REQUESTS:
**a.** Reproduce the passage of the interview on insurgency from "TX: I think" up to and including "combined arms operations.".
**b.** According to the interview on insurgency, where did some gangs in Mexico move when they were pressured?
**c.** Carry on the interview on insurgency from the point at which it ends.

SELECTION:
***
SWJ: It seems that in some corners of Latin America, transnational criminal groups/gangs evolved into full-fledged insurgencies. Are they waging 4GW?

TX: The gangs are criminal international organizations. And criminals are not insurgents. Criminals do want territory, especially areas with weak governance, but they don’t want to run it. In Mexico, when pressured, some gangs did not stay and fight. They moved to El Salvador or Honduras. They will simply move out of the way. The solution to them is not so much counterinsurgency but drying up their profits. It is a business in the end. If the profit goes away, so does the criminal activity.  But as long as the demand remains, the crime can only be suppressed or displaced, not eliminated.

SWJ: Do you see urbanization as a recipe for more insurgencies? Especially in the megacities?

TX: If the new urban areas are actually integrated into the city, it is actually hard for an insurgent to work there. The problem is most new urbanization is not integrated.  It evolves in the form of densely packed slums, places where the government doesn’t go. Still, the slums are governed, but they are governed differently. So they will require a different approach. What you need to do is to work out deals with whoever is governing them and work out some kind of power sharing. This is going to be a power-block to power-block negotiation. Americans will be very hesitant to be involved in something like that. We thought Baghdad was fun, but try Nairobi or a dense slum somewhere in Brazil. The question is do we care? Everyone wants to fix Syria and do something. Ok, let’s agree that we need to do something. Now what? If we intervene directly, we will unify all against us. We did that in Somalia. First we were heroes, and then we become an irritant and pretty soon everyone wanted us gone. I find very difficult to think of a place where we want to get directly involved in an insurgency.

SWJ: In the U.S. Military’s quest for rebalancing I see an emphasis on high-tech-drones, Air-Sea Battle, and Revolution in Military Affairs kinds of solutions to warfare. Are these the right “silver-bullets” in countering 4GW?

TX: I think the Air Force and the Navy are going in that direction very fast – and for good reasons. The Army and the Marine Corps won’t. Remember, after Vietnam the Russians were looking 9 feet tall. A decade after the end of Vietnam, they invaded Afghanistan, they were looking really big and threatening. It was absolutely logical to invest in the conventional side. The Army and the Marine Corps are resisting that now - but what they need to figure out is how to stay relevant. If you assume the role will be advise and assist, it is a very different force than if you think you will be doing big and direct counterinsurgency.  Thus the Army and Marines can effectively prepare to work across the spectrum from advise/assist to full combined arms operations.
***
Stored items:
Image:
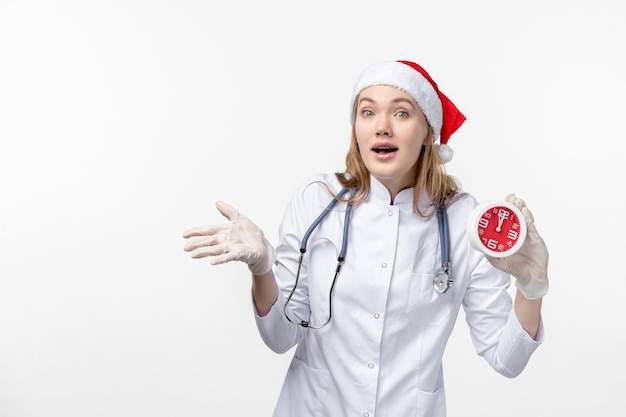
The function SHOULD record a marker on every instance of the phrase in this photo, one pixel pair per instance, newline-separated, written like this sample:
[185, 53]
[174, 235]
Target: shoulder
[317, 187]
[462, 205]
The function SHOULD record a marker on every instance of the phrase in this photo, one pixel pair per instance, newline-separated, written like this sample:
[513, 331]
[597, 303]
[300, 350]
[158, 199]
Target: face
[390, 130]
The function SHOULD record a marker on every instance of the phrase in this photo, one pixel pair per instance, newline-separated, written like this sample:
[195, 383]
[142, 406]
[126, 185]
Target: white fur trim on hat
[407, 79]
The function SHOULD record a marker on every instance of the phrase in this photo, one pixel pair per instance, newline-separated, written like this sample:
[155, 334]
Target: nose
[383, 129]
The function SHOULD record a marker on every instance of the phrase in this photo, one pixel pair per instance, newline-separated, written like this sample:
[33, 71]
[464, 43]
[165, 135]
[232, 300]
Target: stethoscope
[441, 282]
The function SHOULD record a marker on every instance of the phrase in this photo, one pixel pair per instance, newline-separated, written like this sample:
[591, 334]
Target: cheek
[361, 134]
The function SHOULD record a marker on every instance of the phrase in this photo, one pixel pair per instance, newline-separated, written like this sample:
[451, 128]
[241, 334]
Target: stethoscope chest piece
[443, 280]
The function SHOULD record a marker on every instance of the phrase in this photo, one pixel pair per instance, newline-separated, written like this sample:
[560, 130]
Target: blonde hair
[430, 175]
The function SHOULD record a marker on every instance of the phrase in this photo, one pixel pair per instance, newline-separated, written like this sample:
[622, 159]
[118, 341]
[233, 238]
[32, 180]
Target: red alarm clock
[496, 228]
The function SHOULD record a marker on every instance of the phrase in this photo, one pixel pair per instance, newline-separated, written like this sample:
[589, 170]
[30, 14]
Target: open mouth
[384, 149]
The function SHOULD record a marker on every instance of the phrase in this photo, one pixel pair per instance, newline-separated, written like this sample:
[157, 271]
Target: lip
[384, 155]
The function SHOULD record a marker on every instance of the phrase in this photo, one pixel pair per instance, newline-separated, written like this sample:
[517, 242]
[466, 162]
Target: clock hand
[500, 220]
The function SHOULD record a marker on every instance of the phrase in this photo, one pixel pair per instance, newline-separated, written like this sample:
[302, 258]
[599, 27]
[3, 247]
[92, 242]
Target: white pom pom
[445, 152]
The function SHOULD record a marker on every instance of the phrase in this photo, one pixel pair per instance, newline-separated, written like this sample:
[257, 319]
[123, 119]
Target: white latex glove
[529, 265]
[239, 240]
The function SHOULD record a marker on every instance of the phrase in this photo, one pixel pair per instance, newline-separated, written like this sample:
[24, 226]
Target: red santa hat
[442, 115]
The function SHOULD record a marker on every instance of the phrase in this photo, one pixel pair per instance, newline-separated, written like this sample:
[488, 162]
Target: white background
[122, 122]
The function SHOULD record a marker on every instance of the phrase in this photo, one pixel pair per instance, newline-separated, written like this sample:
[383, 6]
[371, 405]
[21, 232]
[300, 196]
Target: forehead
[378, 93]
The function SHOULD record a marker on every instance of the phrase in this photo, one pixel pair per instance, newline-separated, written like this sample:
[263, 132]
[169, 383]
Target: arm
[529, 266]
[264, 292]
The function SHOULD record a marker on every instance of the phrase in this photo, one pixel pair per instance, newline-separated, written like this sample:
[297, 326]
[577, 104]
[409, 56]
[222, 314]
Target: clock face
[496, 228]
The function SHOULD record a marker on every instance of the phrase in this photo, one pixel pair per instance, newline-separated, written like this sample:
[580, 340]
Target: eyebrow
[395, 100]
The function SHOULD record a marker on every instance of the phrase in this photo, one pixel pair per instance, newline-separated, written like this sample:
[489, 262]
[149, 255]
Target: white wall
[122, 122]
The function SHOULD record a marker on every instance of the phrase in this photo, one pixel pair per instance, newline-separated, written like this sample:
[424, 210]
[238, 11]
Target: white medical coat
[381, 354]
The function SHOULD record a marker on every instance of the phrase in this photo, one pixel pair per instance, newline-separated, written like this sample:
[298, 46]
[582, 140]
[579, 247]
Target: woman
[370, 329]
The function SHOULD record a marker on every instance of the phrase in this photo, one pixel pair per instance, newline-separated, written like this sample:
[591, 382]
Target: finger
[206, 230]
[204, 241]
[227, 210]
[528, 215]
[218, 251]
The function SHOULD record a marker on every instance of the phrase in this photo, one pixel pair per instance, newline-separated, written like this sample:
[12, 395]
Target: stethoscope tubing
[444, 237]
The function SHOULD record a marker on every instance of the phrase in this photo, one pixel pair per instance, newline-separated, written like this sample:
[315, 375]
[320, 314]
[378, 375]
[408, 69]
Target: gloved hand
[529, 265]
[239, 240]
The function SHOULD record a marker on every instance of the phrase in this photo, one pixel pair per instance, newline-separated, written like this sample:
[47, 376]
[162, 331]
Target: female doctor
[351, 283]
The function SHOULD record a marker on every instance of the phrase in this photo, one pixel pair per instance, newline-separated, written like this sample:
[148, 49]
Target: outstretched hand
[529, 265]
[238, 240]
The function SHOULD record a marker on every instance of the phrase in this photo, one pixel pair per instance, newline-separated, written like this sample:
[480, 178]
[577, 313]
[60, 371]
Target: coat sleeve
[496, 332]
[277, 332]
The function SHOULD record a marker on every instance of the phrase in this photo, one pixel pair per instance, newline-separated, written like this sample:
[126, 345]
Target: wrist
[533, 288]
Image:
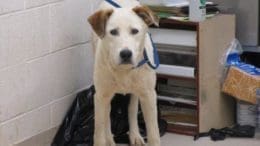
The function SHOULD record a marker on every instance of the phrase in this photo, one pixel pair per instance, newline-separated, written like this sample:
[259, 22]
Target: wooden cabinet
[189, 77]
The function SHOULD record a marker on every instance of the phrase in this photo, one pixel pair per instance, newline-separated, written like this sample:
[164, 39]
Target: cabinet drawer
[174, 70]
[174, 37]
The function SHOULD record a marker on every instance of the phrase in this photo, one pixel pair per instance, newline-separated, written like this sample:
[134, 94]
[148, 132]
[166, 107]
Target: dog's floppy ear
[147, 15]
[98, 21]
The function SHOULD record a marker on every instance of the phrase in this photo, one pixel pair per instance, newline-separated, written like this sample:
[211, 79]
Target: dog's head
[123, 31]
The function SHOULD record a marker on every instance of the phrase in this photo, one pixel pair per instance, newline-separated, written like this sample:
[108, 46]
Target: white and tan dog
[119, 42]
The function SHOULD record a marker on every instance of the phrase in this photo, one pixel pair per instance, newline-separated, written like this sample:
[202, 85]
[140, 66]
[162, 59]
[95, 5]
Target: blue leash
[146, 59]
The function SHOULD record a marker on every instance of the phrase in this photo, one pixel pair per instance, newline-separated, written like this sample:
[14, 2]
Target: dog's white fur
[110, 76]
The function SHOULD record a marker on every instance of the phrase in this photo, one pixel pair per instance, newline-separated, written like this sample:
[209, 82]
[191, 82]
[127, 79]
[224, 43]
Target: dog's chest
[125, 84]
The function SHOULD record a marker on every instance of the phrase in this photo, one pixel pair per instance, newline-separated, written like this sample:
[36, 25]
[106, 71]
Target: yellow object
[241, 85]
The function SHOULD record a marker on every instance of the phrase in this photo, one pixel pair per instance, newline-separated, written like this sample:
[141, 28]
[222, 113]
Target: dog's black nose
[126, 55]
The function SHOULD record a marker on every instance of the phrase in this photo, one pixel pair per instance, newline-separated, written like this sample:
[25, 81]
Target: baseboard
[43, 139]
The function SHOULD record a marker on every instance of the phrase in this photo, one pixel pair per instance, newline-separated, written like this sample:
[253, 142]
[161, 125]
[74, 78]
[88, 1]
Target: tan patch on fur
[147, 15]
[98, 21]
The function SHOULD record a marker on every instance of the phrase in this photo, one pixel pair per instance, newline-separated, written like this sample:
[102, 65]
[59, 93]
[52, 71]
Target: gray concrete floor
[180, 140]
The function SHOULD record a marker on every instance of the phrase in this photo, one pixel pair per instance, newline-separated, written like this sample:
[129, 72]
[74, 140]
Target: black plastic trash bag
[245, 131]
[77, 128]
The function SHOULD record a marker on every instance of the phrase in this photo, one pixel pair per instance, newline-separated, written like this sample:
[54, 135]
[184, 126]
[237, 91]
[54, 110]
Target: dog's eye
[134, 31]
[114, 32]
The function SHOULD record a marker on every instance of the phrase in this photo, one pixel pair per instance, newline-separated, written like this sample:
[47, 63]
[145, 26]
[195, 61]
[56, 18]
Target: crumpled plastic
[233, 59]
[77, 128]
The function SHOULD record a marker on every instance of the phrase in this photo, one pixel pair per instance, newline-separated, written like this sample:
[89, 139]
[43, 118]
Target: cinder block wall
[45, 59]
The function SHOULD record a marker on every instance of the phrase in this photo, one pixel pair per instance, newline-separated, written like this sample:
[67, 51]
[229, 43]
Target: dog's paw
[154, 142]
[136, 139]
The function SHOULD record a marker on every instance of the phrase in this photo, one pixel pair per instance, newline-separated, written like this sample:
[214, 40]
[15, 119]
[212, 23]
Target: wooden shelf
[213, 109]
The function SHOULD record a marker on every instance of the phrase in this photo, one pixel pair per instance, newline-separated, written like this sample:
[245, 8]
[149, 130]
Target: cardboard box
[241, 85]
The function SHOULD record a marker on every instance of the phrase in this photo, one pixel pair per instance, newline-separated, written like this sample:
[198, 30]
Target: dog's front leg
[102, 104]
[149, 108]
[134, 134]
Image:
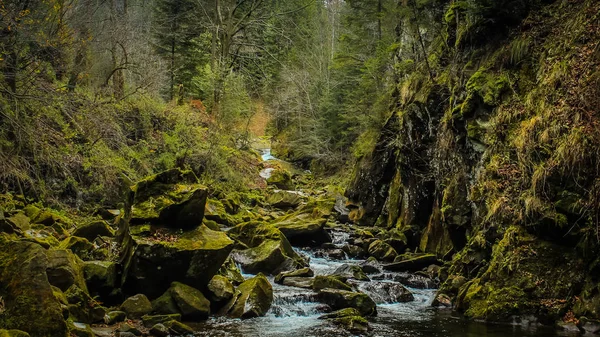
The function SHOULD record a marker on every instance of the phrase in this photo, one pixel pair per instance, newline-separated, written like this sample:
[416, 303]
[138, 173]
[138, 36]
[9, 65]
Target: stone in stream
[183, 299]
[340, 299]
[299, 282]
[30, 303]
[267, 249]
[329, 282]
[193, 257]
[382, 251]
[412, 263]
[302, 272]
[253, 298]
[387, 292]
[349, 319]
[349, 271]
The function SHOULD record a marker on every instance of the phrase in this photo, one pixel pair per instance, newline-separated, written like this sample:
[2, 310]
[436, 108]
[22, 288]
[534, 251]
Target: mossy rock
[65, 269]
[191, 302]
[29, 301]
[137, 306]
[13, 333]
[282, 179]
[79, 246]
[194, 257]
[220, 289]
[93, 230]
[253, 298]
[341, 299]
[165, 199]
[329, 282]
[267, 249]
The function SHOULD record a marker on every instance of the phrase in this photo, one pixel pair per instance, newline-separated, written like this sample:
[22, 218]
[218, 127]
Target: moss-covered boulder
[263, 249]
[29, 301]
[329, 282]
[191, 302]
[193, 257]
[349, 319]
[93, 230]
[220, 290]
[79, 246]
[65, 269]
[284, 199]
[252, 298]
[340, 299]
[171, 198]
[282, 179]
[13, 333]
[137, 306]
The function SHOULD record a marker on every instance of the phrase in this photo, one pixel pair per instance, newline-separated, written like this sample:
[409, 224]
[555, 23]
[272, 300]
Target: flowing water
[295, 311]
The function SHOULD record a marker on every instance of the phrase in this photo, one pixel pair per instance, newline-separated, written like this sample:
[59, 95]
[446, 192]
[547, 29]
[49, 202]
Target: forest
[299, 168]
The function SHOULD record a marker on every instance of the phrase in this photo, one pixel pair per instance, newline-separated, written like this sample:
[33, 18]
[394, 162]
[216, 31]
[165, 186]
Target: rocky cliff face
[492, 163]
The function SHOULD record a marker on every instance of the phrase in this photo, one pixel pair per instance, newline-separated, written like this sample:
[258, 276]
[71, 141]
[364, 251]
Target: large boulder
[252, 298]
[340, 299]
[29, 301]
[171, 198]
[266, 249]
[193, 257]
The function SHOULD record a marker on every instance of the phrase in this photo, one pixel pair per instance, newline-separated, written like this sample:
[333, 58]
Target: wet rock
[268, 249]
[349, 319]
[412, 263]
[348, 271]
[382, 251]
[113, 317]
[29, 301]
[329, 282]
[387, 292]
[136, 306]
[299, 282]
[13, 333]
[159, 330]
[93, 230]
[64, 269]
[194, 258]
[252, 298]
[151, 320]
[284, 199]
[220, 290]
[163, 199]
[79, 246]
[302, 272]
[301, 231]
[340, 299]
[100, 278]
[354, 252]
[80, 330]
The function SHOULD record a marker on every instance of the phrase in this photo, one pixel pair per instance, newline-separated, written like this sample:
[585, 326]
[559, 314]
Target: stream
[295, 311]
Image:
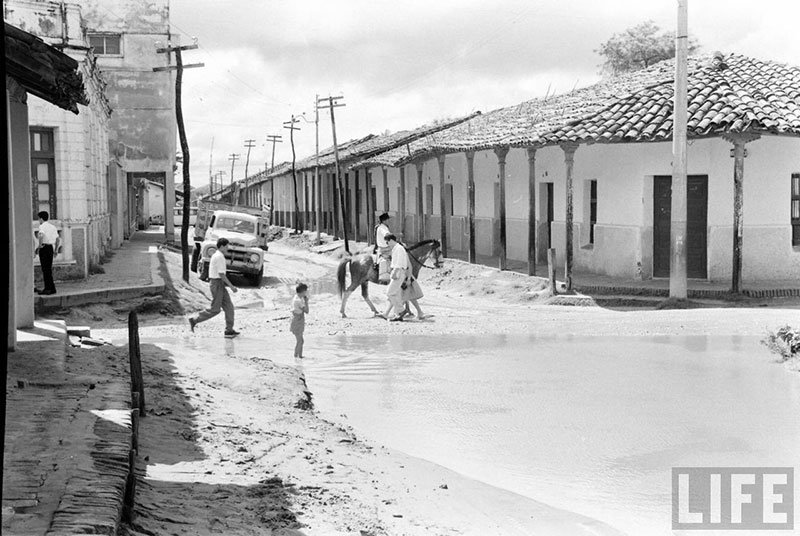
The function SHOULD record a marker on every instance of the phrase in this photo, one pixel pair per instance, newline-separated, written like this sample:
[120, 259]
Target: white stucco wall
[623, 234]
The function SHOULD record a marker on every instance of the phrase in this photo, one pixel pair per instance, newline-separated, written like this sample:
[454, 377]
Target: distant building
[125, 37]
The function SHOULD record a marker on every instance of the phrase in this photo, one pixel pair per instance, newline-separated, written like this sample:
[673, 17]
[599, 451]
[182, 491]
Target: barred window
[43, 171]
[106, 44]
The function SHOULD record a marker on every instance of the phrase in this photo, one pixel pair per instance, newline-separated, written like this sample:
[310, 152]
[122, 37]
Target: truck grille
[237, 255]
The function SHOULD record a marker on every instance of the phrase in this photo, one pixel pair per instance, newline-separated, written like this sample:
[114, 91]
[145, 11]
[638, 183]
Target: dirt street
[232, 444]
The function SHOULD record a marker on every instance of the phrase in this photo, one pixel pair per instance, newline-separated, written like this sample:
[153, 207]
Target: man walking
[383, 248]
[220, 299]
[48, 247]
[400, 267]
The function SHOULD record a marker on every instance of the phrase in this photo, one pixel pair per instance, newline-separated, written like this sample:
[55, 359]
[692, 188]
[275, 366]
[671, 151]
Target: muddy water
[588, 424]
[592, 425]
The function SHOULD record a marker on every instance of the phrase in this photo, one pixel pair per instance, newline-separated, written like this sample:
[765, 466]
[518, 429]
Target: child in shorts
[299, 310]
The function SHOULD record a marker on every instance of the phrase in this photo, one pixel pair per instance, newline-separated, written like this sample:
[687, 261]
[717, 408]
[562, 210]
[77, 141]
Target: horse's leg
[345, 295]
[365, 295]
[355, 278]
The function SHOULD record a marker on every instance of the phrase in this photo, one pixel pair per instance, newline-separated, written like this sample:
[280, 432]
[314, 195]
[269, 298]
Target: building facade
[73, 176]
[126, 37]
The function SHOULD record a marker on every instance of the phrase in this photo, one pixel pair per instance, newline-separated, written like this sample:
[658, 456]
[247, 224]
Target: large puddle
[593, 425]
[588, 424]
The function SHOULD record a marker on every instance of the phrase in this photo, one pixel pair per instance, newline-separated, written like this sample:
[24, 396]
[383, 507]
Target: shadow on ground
[180, 488]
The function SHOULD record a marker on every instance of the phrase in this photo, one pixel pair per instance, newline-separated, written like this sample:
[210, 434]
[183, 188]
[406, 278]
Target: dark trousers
[220, 301]
[46, 260]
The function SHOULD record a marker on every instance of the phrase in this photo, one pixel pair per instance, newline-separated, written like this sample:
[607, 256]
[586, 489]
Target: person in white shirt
[382, 248]
[49, 243]
[220, 299]
[400, 270]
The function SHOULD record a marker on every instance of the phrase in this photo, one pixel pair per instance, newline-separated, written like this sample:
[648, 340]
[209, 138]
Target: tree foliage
[638, 47]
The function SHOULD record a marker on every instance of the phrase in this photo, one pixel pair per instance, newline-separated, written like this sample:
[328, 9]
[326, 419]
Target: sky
[400, 64]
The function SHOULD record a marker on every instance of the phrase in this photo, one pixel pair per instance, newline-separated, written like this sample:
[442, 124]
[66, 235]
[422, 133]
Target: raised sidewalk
[67, 466]
[132, 271]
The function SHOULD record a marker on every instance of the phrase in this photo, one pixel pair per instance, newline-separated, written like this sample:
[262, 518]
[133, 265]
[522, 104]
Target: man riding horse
[382, 248]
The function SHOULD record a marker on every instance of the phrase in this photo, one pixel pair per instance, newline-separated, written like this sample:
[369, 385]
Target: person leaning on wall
[48, 246]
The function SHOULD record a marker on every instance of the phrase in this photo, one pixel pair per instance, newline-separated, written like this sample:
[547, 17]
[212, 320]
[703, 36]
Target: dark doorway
[549, 214]
[697, 225]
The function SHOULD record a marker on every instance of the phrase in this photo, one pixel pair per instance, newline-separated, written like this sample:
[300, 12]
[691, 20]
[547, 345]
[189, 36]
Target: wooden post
[501, 153]
[420, 202]
[306, 213]
[368, 208]
[678, 219]
[135, 359]
[354, 203]
[401, 205]
[335, 208]
[551, 270]
[739, 154]
[442, 205]
[385, 189]
[471, 203]
[337, 169]
[531, 210]
[569, 159]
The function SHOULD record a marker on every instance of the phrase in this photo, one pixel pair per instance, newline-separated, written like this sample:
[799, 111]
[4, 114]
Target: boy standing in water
[299, 310]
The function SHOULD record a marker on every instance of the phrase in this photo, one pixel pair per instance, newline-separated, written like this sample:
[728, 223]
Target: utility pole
[678, 224]
[274, 139]
[298, 226]
[249, 144]
[210, 165]
[332, 102]
[317, 183]
[187, 185]
[218, 180]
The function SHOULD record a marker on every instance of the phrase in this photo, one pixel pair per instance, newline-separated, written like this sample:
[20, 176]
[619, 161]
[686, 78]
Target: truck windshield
[236, 225]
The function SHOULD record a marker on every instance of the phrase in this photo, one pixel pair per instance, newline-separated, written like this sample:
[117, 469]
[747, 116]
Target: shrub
[785, 342]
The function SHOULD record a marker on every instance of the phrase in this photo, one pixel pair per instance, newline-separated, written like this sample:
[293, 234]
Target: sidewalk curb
[79, 429]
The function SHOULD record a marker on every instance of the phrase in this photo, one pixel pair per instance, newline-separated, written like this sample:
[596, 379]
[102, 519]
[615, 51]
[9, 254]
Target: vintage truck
[247, 230]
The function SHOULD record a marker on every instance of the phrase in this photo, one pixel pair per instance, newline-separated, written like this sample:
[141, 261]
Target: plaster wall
[21, 285]
[143, 127]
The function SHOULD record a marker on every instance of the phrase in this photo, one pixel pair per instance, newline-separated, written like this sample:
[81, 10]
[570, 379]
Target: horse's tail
[341, 272]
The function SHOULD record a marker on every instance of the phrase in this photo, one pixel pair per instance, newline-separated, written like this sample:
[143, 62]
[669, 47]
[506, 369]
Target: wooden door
[697, 225]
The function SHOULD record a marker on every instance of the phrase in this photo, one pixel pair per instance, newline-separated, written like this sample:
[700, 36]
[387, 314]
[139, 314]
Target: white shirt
[217, 265]
[400, 257]
[48, 233]
[380, 235]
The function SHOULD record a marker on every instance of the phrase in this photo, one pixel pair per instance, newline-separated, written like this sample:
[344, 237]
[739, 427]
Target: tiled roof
[43, 70]
[524, 123]
[730, 94]
[351, 152]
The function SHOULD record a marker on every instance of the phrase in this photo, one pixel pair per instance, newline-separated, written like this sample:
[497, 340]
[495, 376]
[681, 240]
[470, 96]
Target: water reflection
[588, 424]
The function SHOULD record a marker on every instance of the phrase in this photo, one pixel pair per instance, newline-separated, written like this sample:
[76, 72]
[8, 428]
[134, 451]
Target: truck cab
[247, 232]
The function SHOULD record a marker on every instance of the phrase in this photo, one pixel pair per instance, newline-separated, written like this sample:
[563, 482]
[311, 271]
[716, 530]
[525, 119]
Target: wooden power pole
[678, 223]
[187, 185]
[274, 139]
[298, 225]
[249, 144]
[233, 157]
[331, 104]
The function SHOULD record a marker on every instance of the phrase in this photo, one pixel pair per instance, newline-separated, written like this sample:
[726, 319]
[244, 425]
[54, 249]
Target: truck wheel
[256, 279]
[195, 258]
***
OUTPUTS:
**a.**
TX: I think the Air Force and the Navy are going in that direction very fast – and for good reasons. The Army and the Marine Corps won’t. Remember, after Vietnam the Russians were looking 9 feet tall. A decade after the end of Vietnam, they invaded Afghanistan, they were looking really big and threatening. It was absolutely logical to invest in the conventional side. The Army and the Marine Corps are resisting that now - but what they need to figure out is how to stay relevant. If you assume the role will be advise and assist, it is a very different force than if you think you will be doing big and direct counterinsurgency.  Thus the Army and Marines can effectively prepare to work across the spectrum from advise/assist to full combined arms operations.

**b.** They moved to El Salvador or Honduras.

**c.**
Overall, even as a certain aversion to counterinsurgency rises, the capability has enduring relevance; it is an essential element of national security today. We shouldn’t see COIN as a strategy, but must understand the need to maintain a counterinsurgency capability to advise and assist. We must maintain a capability to intervene in insurgencies that threaten its vital interests.

SWJ: How do we counter 4GW?

TX: We make fun of winning “hearts and minds” but this in fact an effective approach under the right conditions. If you study the success in El Salvador, Columbia, Philippines in the 50s, and Philippines today, the failure against the Naxalites in India, all of these things indicate that if a domestic power does a hearts and minds campaign that actually addresses the underlying grievances, it can get results. They key is to not delude yourself that an outside power can do that. An outside power can go in and advise the host nation authorities.  Also remember that deportation, immigration, ruthless suppression, decapitation, and mowing the grass are COIN methods that have succeeded in the past. The last two can even be used by liberal democracies. So the question is why do we default to hearts and minds if it is not appropriate? We may be trying to fix a society that is beyond our ability to fix.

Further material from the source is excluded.